Start of Block

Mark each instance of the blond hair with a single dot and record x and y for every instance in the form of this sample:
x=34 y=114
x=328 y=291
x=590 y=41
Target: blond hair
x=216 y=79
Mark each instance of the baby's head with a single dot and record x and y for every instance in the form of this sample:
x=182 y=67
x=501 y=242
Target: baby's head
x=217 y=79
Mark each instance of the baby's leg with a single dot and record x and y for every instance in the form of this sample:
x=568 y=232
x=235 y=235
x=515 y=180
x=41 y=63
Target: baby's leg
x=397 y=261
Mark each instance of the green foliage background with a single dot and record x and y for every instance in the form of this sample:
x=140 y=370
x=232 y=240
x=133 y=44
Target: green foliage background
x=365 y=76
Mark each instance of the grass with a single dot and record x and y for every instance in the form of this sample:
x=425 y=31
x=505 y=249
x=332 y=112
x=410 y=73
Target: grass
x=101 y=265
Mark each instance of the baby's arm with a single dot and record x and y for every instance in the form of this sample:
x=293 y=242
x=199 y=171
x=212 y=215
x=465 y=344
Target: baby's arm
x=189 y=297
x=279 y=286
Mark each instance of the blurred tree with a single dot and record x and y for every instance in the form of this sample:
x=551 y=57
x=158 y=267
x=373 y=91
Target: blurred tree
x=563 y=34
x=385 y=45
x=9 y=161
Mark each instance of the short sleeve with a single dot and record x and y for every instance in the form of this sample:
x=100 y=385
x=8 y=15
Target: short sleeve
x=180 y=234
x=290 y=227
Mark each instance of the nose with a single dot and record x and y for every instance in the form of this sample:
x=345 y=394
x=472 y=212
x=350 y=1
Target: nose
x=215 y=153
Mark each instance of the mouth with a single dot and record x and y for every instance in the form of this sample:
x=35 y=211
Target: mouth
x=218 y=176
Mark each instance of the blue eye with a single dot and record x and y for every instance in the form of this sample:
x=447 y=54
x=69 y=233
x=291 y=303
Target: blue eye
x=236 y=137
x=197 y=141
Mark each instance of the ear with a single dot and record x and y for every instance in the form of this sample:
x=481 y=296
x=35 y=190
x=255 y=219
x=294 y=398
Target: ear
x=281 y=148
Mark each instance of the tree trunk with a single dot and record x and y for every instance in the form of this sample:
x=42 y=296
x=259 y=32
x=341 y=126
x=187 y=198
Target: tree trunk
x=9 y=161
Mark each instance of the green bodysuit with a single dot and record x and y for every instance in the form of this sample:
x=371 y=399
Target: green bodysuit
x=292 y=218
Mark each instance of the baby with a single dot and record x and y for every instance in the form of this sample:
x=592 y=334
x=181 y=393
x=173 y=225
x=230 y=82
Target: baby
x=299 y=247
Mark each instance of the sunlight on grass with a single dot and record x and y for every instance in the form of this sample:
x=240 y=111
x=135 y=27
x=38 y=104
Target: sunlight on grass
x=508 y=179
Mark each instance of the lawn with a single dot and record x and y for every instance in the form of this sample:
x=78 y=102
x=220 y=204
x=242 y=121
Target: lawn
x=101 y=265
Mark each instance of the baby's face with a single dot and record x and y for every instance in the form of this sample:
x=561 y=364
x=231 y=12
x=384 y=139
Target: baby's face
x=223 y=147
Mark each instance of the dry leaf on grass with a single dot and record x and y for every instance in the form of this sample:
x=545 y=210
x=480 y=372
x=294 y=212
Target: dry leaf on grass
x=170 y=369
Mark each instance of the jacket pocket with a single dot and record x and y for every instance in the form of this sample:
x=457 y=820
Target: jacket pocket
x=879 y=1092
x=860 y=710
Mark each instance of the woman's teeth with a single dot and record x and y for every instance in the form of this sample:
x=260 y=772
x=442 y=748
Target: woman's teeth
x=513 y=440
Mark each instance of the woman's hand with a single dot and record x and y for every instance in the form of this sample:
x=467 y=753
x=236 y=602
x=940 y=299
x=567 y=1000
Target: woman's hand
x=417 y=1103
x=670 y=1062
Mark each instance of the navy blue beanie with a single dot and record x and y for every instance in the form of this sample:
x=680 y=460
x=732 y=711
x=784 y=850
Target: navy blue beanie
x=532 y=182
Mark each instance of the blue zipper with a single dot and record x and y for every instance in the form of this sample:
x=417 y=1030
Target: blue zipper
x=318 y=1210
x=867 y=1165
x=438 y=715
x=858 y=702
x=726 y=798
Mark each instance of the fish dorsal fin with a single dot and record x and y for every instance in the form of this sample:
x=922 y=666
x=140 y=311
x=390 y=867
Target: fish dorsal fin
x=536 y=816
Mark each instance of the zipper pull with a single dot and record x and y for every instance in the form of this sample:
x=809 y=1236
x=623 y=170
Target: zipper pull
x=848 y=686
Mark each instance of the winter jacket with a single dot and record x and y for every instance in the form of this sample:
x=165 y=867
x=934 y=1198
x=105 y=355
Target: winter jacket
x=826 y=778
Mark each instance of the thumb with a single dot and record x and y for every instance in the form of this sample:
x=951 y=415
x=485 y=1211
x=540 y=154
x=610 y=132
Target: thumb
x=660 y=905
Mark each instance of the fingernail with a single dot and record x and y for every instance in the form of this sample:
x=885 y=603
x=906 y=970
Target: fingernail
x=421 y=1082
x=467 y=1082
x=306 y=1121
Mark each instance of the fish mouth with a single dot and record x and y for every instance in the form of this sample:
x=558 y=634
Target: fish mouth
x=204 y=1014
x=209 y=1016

End of Block

__WORK TASK__. All that is wanted is the run of lines from the start of the data through the line containing "x=515 y=180", copied word for word.

__SOLUTION__.
Mark each instance of the blond hair with a single dot and record x and y for every instance in the form of this sample:
x=34 y=114
x=328 y=291
x=590 y=41
Target: blond hair
x=216 y=79
Mark each instance of the baby's head with a single dot and record x and y for every instance in the form of this sample:
x=182 y=67
x=501 y=242
Target: baby's head
x=217 y=79
Mark each instance of the baby's leg with a single dot and record x and y for every instance in the form of this sample:
x=568 y=232
x=235 y=235
x=515 y=180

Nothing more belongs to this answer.